TASK REQUIREMENTS
The required output is a copy of each line in the material below that includes "TARGET".
• • • • •
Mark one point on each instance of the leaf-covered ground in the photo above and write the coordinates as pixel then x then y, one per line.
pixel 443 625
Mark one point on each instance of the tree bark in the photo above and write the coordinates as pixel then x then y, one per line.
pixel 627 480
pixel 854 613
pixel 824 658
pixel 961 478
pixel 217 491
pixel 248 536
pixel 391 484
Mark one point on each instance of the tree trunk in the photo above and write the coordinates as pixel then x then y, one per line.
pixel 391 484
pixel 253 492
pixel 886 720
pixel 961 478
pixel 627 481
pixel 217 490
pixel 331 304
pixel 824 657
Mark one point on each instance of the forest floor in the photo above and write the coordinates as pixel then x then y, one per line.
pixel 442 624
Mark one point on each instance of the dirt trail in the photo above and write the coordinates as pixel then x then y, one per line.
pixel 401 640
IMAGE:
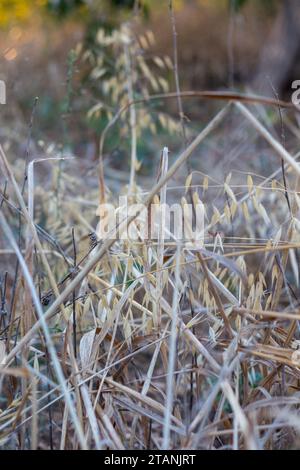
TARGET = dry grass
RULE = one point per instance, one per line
(155, 343)
(151, 343)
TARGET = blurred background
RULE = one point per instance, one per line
(69, 55)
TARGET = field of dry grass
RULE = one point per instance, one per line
(155, 343)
• • • • •
OUTPUT FOR THIS EXERCISE
TARGET = dry grass
TARGET = blurred background
TARGET = field of dry grass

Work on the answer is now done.